● Stated task: Please pick out every line of the listing below that contains the word "tile" and copy each one.

● The data:
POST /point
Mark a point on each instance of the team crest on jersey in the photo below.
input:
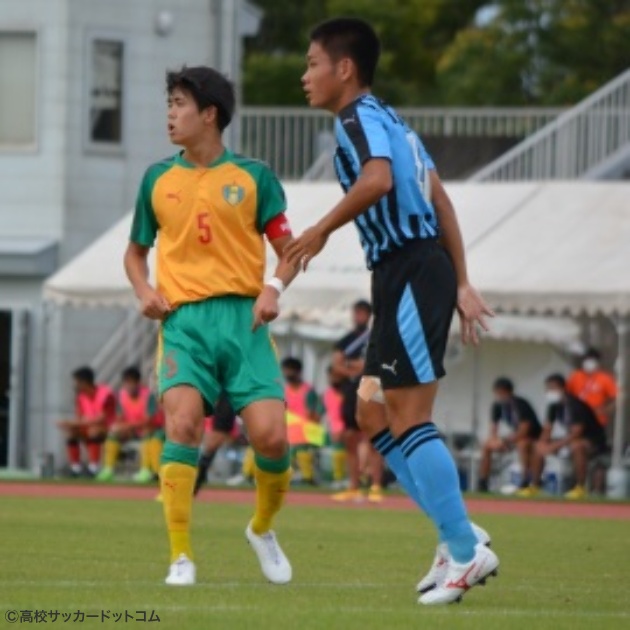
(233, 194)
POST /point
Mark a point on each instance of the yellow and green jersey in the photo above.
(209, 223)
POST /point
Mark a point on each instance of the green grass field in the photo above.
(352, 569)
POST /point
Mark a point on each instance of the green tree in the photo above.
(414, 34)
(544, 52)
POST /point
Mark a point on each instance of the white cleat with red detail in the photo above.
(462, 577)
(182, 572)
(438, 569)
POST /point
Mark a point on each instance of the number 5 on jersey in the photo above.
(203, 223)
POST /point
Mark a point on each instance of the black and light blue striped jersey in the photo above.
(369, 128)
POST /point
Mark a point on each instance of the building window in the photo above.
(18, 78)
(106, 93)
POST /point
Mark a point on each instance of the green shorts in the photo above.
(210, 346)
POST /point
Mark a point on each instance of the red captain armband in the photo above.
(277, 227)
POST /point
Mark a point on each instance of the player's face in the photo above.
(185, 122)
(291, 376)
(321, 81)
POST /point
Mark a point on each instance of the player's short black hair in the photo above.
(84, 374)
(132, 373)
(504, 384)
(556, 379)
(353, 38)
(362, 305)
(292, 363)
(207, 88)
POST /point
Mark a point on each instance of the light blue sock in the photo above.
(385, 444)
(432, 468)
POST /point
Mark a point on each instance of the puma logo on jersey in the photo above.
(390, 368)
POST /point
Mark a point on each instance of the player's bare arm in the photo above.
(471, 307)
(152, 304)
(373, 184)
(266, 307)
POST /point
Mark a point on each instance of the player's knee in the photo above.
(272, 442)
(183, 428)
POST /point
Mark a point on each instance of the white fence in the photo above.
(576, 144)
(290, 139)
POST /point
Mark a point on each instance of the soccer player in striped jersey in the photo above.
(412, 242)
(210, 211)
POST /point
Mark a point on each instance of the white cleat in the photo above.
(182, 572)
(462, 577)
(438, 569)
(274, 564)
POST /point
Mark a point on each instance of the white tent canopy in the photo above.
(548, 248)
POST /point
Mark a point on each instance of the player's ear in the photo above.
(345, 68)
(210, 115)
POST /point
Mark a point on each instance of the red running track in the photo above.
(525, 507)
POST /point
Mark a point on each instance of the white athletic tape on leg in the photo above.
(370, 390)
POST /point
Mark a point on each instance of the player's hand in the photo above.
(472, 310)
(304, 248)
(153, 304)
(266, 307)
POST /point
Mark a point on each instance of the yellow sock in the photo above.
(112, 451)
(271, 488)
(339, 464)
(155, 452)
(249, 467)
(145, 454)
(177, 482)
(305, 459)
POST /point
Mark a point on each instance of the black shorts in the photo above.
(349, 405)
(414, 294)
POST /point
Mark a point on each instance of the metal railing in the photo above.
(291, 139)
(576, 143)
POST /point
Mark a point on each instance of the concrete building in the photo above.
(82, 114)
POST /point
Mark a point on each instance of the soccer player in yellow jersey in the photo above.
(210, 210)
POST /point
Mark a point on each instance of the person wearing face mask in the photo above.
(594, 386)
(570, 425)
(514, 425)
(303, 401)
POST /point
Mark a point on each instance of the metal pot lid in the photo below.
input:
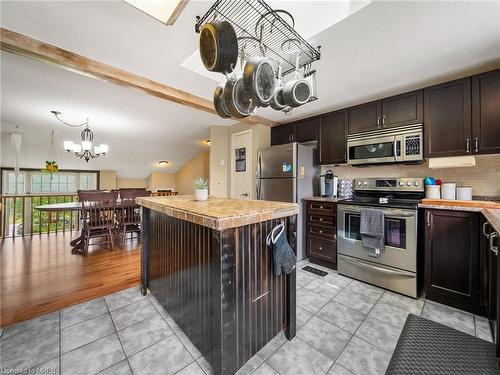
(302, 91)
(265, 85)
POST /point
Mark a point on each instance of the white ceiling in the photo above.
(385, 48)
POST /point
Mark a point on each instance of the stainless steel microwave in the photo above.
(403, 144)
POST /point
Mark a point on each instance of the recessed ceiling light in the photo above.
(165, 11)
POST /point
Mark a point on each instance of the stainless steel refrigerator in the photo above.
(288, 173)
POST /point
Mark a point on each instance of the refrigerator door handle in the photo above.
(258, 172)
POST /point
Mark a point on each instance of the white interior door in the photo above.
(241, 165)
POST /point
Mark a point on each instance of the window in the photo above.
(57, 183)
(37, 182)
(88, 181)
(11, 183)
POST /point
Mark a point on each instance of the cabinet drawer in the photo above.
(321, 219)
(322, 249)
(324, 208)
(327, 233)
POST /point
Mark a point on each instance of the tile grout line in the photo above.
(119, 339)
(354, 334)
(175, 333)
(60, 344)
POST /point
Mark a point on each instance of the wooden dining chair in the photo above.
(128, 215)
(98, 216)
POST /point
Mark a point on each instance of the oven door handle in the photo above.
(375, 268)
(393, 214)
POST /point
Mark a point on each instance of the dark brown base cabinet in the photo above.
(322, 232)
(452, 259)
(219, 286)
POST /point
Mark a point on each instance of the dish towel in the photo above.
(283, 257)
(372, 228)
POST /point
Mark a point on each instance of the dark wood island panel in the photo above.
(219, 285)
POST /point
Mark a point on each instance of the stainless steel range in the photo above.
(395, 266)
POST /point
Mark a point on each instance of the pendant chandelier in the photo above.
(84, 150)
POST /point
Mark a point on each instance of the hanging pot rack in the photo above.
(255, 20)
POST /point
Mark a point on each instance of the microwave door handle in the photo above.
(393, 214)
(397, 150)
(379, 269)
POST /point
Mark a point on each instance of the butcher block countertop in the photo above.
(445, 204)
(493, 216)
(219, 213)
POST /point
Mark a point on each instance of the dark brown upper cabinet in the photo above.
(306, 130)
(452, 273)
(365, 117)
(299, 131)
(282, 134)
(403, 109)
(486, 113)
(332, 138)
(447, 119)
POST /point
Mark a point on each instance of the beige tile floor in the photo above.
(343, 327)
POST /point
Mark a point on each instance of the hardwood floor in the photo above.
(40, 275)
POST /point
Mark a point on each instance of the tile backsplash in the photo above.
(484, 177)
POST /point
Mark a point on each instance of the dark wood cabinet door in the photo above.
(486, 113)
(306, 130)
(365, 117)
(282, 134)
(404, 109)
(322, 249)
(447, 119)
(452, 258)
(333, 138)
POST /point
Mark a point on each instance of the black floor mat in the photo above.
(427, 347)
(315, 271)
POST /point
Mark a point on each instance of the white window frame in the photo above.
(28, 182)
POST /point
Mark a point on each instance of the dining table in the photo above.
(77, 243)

--

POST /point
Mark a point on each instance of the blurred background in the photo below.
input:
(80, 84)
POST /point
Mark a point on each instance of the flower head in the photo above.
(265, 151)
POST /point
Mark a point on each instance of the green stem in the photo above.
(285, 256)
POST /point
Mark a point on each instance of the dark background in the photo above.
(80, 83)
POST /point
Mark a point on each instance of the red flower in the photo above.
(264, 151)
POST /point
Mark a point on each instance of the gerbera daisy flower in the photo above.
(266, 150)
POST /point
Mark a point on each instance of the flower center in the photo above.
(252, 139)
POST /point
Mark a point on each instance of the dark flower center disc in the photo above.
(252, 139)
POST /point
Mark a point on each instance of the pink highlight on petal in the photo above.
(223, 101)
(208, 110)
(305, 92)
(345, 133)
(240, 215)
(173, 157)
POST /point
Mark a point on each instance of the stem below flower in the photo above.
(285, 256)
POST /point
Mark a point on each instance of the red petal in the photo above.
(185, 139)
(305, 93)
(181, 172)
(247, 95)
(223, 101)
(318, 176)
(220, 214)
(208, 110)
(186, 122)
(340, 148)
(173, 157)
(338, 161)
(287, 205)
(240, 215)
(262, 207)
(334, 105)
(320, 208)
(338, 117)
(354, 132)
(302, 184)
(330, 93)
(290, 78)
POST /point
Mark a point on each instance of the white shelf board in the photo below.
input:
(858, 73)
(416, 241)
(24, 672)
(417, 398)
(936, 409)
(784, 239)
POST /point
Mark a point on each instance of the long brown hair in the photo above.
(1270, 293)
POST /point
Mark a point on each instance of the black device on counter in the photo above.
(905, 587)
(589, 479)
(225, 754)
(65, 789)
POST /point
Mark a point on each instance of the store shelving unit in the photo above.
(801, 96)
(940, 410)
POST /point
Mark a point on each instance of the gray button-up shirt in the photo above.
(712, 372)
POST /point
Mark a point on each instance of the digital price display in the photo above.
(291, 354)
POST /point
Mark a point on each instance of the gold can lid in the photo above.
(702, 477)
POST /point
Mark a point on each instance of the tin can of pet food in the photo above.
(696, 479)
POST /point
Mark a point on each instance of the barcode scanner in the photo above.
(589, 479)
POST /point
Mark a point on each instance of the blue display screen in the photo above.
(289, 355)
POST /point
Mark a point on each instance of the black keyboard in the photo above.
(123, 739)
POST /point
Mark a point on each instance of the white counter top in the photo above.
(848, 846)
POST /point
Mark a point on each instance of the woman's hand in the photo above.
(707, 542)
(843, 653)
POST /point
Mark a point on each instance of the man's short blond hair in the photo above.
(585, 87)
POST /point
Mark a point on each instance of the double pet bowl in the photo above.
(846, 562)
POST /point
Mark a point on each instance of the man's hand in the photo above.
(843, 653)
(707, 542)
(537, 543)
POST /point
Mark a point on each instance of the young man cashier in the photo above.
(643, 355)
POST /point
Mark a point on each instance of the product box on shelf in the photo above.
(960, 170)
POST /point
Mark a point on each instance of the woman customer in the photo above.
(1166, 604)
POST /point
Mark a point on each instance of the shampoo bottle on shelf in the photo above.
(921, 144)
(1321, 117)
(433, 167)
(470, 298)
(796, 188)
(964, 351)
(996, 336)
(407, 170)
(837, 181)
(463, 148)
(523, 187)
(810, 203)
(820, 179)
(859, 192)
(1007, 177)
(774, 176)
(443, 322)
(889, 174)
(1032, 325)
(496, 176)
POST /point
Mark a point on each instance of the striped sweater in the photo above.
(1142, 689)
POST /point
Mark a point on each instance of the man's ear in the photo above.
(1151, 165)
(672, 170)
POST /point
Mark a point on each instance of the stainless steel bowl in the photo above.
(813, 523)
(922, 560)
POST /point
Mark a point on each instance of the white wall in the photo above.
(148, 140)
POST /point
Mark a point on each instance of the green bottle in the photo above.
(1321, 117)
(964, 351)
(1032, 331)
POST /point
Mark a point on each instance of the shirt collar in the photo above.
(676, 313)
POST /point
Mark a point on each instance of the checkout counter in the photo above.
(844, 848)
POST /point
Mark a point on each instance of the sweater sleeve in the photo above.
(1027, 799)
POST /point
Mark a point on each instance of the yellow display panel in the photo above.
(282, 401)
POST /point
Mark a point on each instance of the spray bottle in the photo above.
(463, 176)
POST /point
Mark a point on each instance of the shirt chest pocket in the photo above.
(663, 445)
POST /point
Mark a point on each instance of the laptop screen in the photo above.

...

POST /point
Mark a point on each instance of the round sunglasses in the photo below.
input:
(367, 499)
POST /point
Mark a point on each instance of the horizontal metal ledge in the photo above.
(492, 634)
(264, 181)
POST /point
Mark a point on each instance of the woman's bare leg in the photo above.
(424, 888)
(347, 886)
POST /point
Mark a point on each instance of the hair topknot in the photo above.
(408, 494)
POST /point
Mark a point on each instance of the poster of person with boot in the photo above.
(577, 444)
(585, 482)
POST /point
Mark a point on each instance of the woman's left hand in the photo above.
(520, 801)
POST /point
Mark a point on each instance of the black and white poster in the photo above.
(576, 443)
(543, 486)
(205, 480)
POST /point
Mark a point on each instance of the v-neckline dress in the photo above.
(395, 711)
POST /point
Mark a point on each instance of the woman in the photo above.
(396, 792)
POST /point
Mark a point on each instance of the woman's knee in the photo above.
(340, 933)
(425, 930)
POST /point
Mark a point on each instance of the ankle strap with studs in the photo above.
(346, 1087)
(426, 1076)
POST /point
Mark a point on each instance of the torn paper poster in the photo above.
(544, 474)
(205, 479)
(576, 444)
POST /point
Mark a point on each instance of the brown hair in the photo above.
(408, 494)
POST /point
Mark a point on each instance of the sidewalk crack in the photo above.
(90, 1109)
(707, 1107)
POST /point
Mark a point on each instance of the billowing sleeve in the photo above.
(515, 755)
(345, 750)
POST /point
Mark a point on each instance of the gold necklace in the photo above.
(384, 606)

● Output for this task:
Mark a point on each instance of the tile grout line in the photo above.
Mark a point on each instance of the beige tile floor in the photo above.
Mark a point on each instance of the tile backsplash in the photo above.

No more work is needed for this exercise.